# [Records for this task]
==============================
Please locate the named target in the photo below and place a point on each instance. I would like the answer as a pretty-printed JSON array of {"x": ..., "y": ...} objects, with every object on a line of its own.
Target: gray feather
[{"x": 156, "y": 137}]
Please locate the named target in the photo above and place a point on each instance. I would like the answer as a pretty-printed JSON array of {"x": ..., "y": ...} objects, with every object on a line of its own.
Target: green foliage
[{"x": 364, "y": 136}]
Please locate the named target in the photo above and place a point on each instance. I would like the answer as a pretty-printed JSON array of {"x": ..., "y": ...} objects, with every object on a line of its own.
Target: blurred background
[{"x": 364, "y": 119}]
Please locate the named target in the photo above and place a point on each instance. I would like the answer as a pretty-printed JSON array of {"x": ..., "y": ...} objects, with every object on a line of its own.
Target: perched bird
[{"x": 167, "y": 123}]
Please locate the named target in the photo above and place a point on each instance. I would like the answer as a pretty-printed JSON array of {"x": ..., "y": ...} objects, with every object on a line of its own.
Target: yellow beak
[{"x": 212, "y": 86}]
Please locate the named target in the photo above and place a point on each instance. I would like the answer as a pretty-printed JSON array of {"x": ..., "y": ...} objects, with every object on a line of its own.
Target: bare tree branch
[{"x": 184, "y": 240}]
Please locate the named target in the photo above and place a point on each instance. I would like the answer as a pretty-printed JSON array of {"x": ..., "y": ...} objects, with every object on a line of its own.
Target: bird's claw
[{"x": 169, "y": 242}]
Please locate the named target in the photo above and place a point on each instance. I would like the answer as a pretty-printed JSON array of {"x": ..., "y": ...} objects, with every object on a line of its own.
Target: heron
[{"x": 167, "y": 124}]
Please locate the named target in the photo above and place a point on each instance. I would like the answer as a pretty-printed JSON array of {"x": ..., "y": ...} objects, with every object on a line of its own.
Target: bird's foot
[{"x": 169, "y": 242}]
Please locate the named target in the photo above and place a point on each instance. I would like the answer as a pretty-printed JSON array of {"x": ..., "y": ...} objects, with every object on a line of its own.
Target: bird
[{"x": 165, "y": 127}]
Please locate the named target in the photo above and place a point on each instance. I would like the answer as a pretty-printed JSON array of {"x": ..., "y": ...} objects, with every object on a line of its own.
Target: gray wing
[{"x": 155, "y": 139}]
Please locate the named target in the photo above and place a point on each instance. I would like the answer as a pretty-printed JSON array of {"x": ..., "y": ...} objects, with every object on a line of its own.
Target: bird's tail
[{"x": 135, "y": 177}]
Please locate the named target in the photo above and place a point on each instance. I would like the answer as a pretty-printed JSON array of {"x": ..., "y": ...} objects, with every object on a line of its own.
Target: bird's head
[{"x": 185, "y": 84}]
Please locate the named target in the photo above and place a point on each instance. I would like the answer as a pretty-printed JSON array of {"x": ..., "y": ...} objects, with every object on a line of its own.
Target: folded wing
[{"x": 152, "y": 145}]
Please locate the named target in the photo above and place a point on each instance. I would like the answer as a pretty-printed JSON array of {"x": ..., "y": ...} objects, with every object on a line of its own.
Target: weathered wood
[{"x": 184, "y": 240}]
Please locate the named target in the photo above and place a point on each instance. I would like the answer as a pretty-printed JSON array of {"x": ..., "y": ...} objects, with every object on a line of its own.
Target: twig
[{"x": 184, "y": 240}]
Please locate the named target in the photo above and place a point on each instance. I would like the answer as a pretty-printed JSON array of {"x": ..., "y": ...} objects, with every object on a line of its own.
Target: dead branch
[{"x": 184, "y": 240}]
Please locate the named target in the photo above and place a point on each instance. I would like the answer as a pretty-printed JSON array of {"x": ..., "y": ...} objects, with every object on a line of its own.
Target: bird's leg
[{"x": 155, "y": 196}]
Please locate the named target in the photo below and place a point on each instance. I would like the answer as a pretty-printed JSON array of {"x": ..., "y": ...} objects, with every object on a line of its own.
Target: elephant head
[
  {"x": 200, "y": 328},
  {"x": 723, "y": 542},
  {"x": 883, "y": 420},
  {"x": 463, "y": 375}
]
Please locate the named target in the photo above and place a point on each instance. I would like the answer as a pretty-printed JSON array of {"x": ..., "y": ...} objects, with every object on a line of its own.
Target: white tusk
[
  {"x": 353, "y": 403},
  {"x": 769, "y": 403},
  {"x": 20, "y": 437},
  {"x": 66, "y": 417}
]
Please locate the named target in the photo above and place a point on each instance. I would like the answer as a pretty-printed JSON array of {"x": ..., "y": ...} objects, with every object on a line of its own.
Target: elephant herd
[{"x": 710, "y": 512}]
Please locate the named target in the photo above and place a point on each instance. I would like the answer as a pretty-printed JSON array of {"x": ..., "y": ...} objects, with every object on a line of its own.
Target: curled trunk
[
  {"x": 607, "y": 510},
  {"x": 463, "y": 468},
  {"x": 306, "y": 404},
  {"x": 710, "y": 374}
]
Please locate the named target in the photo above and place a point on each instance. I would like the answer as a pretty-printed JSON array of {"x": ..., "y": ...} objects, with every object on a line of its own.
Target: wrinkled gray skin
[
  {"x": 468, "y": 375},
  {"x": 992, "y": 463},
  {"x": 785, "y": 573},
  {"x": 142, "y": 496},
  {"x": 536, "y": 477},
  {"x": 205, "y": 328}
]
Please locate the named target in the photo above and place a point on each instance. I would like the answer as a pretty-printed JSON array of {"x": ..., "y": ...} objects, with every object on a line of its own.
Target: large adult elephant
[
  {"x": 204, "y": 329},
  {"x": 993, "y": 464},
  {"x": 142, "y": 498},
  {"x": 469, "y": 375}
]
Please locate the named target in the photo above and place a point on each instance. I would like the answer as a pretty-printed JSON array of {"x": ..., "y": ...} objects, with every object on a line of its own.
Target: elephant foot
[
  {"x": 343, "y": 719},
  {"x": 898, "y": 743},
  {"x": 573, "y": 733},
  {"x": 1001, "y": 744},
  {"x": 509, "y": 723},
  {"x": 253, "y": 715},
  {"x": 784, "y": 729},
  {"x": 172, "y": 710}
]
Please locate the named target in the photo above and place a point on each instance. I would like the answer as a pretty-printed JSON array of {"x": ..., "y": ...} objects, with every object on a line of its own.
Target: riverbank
==============================
# [Instructions to follow]
Repeat the material in full, exactly as it stands.

# [Completed exercise]
Please locate the named target in the photo below and place a point on each instance. I would like the answer as a pretty-printed JSON array of {"x": ..., "y": ...} objects, with every object on a line of its own.
Target: gray feather
[{"x": 156, "y": 137}]
Please locate the named target in the photo above and place a point on each instance. I would like the answer as a pretty-printed JSON array of {"x": ..., "y": ...} objects, with every object on a line of its own.
Target: green foliage
[{"x": 364, "y": 136}]
Please locate the named target in the photo above and place a point on each instance. I would like the answer as a pretty-printed JSON array of {"x": ..., "y": ...} objects, with every object on a line of its own.
Target: blurred background
[{"x": 364, "y": 119}]
Please locate the named target in the photo above and place a point on each instance. I would like the answer as a pretty-printed JSON array of {"x": ..., "y": ...} objects, with every object on a line of its own.
Target: perched bird
[{"x": 167, "y": 123}]
Please locate the named target in the photo above and place a point on each instance. I would like the answer as a pretty-printed JSON array of {"x": ..., "y": ...} objects, with every object on a line of its own.
Target: yellow beak
[{"x": 212, "y": 86}]
Please locate the named target in the photo above and place a point on each instance. I would like the answer as a pretty-printed JSON array of {"x": ..., "y": ...} objects, with every object on a line of its own.
Target: bare tree branch
[{"x": 184, "y": 240}]
Please locate the named target in the photo above and place a point on each instance. I would like the answer as a pretty-printed JSON array of {"x": ..., "y": ...} objects, with every object on a line of its own.
Target: bird's claw
[{"x": 169, "y": 242}]
Please locate the named target in the photo above and place a point on each instance. I would like the answer as a pretty-printed JSON array of {"x": ..., "y": ...} objects, with every object on a line of its own.
Target: heron
[{"x": 167, "y": 124}]
Please locate the named target in the photo above and place a point on each instance. I would like the answer as a pretty-printed JSON array of {"x": ..., "y": ...} objects, with every object on a line of its own.
Target: bird's foot
[{"x": 169, "y": 242}]
Please locate the named target in the photo above and place a point on each instance. I would like the answer as a pretty-printed JSON array of {"x": ..., "y": ...} objects, with every object on a line of its own.
Target: bird
[{"x": 165, "y": 127}]
Please locate the named target in the photo above and place a point on each instance. I would like the answer as a pretty-printed JSON array of {"x": ..., "y": ...} objects, with every object on a line of its own.
Target: gray wing
[{"x": 155, "y": 139}]
Please locate the named target in the photo above and place a point on each instance. I would like the answer as a pretty-printed JSON array of {"x": ..., "y": ...} objects, with every object on a line of its own.
Target: bird's tail
[{"x": 135, "y": 177}]
Please locate the named target in the photo above and place a point on each instance. I would like the answer as a pretty-printed JSON array of {"x": ..., "y": ...} objects, with every object on a line of its own.
Target: bird's head
[{"x": 185, "y": 84}]
Please locate the named target in the photo above and place a point on each instance. I would like the answer as a pretty-printed JSON array of {"x": ..., "y": ...} objects, with every object on a line of its own.
Target: folded wing
[{"x": 152, "y": 145}]
Please locate the named target in the photo above and place a point on each instance. I would like the answer as a pretty-printed JSON array of {"x": ..., "y": ...} objects, with every object on a line of its own.
Target: weathered wood
[{"x": 184, "y": 240}]
Please locate the named target in the photo above and place a point on each instance. I would like the answer as a pretty-printed JSON array of {"x": ..., "y": ...} objects, with every object on a line of its own.
Target: twig
[{"x": 184, "y": 240}]
Please locate the named target in the photo above and place a point on each instance. I would like the answer as a pretty-printed JSON array of {"x": ..., "y": ...} objects, with every object on a line of its own.
Target: dead branch
[{"x": 184, "y": 240}]
Please locate the named target in the photo above and place a point on each instance. I would like the answer as a pretty-printed JSON array of {"x": ..., "y": ...} objects, with every object on a line of its own.
Target: bird's leg
[{"x": 155, "y": 196}]
Please locate the named target in the photo below and place a point on each instance. I would like the answer as a pretty-printed JSON array of {"x": ..., "y": ...} objects, with every object on a line of its own.
Target: elephant head
[
  {"x": 200, "y": 328},
  {"x": 723, "y": 542},
  {"x": 883, "y": 420},
  {"x": 463, "y": 375}
]
Please locate the named target in the photo above and place a point on each instance. I would like the answer as a pretty-printed JSON array of {"x": ..., "y": ...} objects, with every object on a line of its own.
Target: white tusk
[
  {"x": 353, "y": 403},
  {"x": 769, "y": 403},
  {"x": 20, "y": 437},
  {"x": 66, "y": 417}
]
Please locate the named target in the photo above and place a point on each instance. I would like the answer as a pretty-printed JSON array of {"x": ..., "y": ...} objects, with every object on a line of its own.
Target: elephant herd
[{"x": 710, "y": 512}]
Please locate the named target in the photo above and place a point on each instance. I would like the answer as a pretty-printed JSON array of {"x": ..., "y": ...} objects, with every object on a line of its own.
Target: curled trunk
[
  {"x": 607, "y": 510},
  {"x": 463, "y": 468},
  {"x": 306, "y": 404},
  {"x": 710, "y": 374}
]
Please locate the named target in the photo above and place a point on each instance. I would like the answer as a pretty-printed JSON array of {"x": ..., "y": ...} objects, with every object on a line of its own.
Target: wrinkled gray skin
[
  {"x": 468, "y": 375},
  {"x": 992, "y": 463},
  {"x": 785, "y": 573},
  {"x": 142, "y": 496},
  {"x": 536, "y": 477},
  {"x": 205, "y": 328}
]
Please locate the named target in the photo above and place a point on each instance. I would like the answer as a pretty-printed JSON array of {"x": ..., "y": ...} objects, with every object on a line of its own.
Target: large adult elephant
[
  {"x": 204, "y": 329},
  {"x": 993, "y": 464},
  {"x": 142, "y": 498},
  {"x": 469, "y": 375}
]
Please locate the named target in the photo above and place a point on each instance. I would like the answer as a pretty-printed JSON array of {"x": ..., "y": ...} objects, with every object on a line of its own.
Target: elephant foot
[
  {"x": 343, "y": 719},
  {"x": 898, "y": 743},
  {"x": 573, "y": 733},
  {"x": 1001, "y": 744},
  {"x": 509, "y": 723},
  {"x": 253, "y": 715},
  {"x": 784, "y": 729},
  {"x": 172, "y": 710}
]
Please locate the named target in the photo above and place a point on each instance. I would like the answer as a pretty-printed JSON array of {"x": ..., "y": ...} objects, with every object on a line of its own.
Target: riverbank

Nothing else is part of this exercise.